◆ **TASKS TO COMPLETE**:
• 1. Quote the numerical methods documentation from "A Python API" up to and including "answer using C.visualize()".
• 2. Extend the numerical methods documentation, picking up right after its final sentence.

An interactive website (with limited functionality): na-bits.herokuapp.com

A Python API (with complete functionality): This repository

To know more: Read the blog post

Screens

Usage

All the libraries have a uniform calling style:

Instantiate the class (C)
Perform calculation using the given method (method())
Answer is available in C.sol
Visualize the answer using C.visualize()
An example for each module is given files: example-<module>-<name>.py

Module	Class `C`	`method()`
1	F	find_zeroes()
2	Solver	find_solution()
3	Points	interpolate()
4	Diff_F	differentiate()
5	Int_F	integrate()
6	DE (IVP)	init_ivp(), solve_ivp()
6	DE (BVP)	init_bvp(), solve_bvp()

Docs

1. Finding zeroes

Use this module to find zeroes for any function you like!
visualizations available
A working example is provdided in example-1-find-zeroes.py

Parameters:

initial (string): comma seperated list of values for the initial parameters
method (string): one of ["bisection", "regula-falsi", "secant", "newton"]
tol (float): acceptable tolerance level
stopmode (string): one of ["abs", "rel", "func"] Stopping criterion for any method
- "abs": Use absolute error to terminate i.e terminate when: $| x_{n} - x_{n-1} | < tol$
- "rel": Use relative error to terminate i.e terminate when: $| \frac{x_{n} - x_{n-1}}{x_{n-1}} | < tol$
- "func": Use the given function to terminate i.e terminate when: $| f(x_{n}) | < tol$

2. Solving linear equations

Use this module to solve arbitrarily large linear equations numerically!

◆ **DATASET EXTRACT**:
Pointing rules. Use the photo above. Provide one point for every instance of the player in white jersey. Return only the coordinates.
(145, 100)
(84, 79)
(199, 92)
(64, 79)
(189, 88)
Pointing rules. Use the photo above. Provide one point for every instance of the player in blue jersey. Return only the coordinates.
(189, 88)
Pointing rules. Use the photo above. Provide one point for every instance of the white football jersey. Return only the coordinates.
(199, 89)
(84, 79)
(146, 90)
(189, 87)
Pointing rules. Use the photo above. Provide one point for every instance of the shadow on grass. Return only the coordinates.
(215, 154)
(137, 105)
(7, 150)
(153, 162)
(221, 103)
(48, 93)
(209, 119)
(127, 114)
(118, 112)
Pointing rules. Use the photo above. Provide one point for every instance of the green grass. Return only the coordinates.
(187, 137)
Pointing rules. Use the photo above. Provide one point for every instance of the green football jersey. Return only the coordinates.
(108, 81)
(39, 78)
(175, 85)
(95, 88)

◆ **REPLIES**:
• 1.
A Python API (with complete functionality): This repository

To know more: Read the blog post

Screens

Usage

All the libraries have a uniform calling style:

Instantiate the class (C)
Perform calculation using the given method (method())
Answer is available in C.sol
Visualize the answer using C.visualize()

• 2.
visualizations not available
A working example is provdided in example-2-solve-lineq.py

Parameters:

method (string): one of ["exact", "gauss-elim", "jacobi", "gauss-seidel"]
x0 (list): Initial solution estimate (dimensions must be same as that of b)
tol (float): acceptable tolerance level
norm (string): one of ["1", "2", "inf", "frobenius"] Matrix norm to be used
- "1": Maximum over the row sum of absolute values
- "inf": Maximum over the column sum of absolute values
- "2": Maximum absolute value in the entire matrix
- "frobenius": sqrt of the squared sum of all values in the matrix

3. Polynomial interpolation

Use this module to interpolate from an existing table of data using polynomials
visualizations available
A working example is provdided in example-3-interpolate.py

Parameters:

None

4. Numerical Differentiation

Use this module to numerically differentiate a given function
visualizations available
A working example is provdided in example-4-differentiate.py

Parameters:

method (string): one of ["forward", "central", "backward"]
x (float): Point at which to differentiate
order (int): Order of differentiation (how many times to differentiate)
h (float): change in x (approximation of the limit definition)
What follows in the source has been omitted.